* **Set exercise**
Present the material below as a numbered list, omitting any blank lines.
···
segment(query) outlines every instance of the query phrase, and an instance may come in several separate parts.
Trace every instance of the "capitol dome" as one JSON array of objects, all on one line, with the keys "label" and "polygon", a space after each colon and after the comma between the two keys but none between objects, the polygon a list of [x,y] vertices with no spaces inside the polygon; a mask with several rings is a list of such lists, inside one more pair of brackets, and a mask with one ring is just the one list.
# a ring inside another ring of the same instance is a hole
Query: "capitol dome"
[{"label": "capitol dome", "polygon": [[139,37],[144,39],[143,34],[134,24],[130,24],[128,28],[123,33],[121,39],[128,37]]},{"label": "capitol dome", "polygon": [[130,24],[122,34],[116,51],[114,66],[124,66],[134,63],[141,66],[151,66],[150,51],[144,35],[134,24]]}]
···
* **Solved exercise**
1. segment(query) outlines every instance of the query phrase, and an instance may come in several separate parts.
2. Trace every instance of the "capitol dome" as one JSON array of objects, all on one line, with the keys "label" and "polygon", a space after each colon and after the comma between the two keys but none between objects, the polygon a list of [x,y] vertices with no spaces inside the polygon; a mask with several rings is a list of such lists, inside one more pair of brackets, and a mask with one ring is just the one list.
3. # a ring inside another ring of the same instance is a hole
4. Query: "capitol dome"
5. [{"label": "capitol dome", "polygon": [[139,37],[144,39],[143,34],[134,24],[130,24],[128,28],[123,33],[121,39],[128,37]]},{"label": "capitol dome", "polygon": [[130,24],[122,34],[116,51],[114,66],[124,66],[134,63],[141,66],[151,66],[150,51],[144,35],[134,24]]}]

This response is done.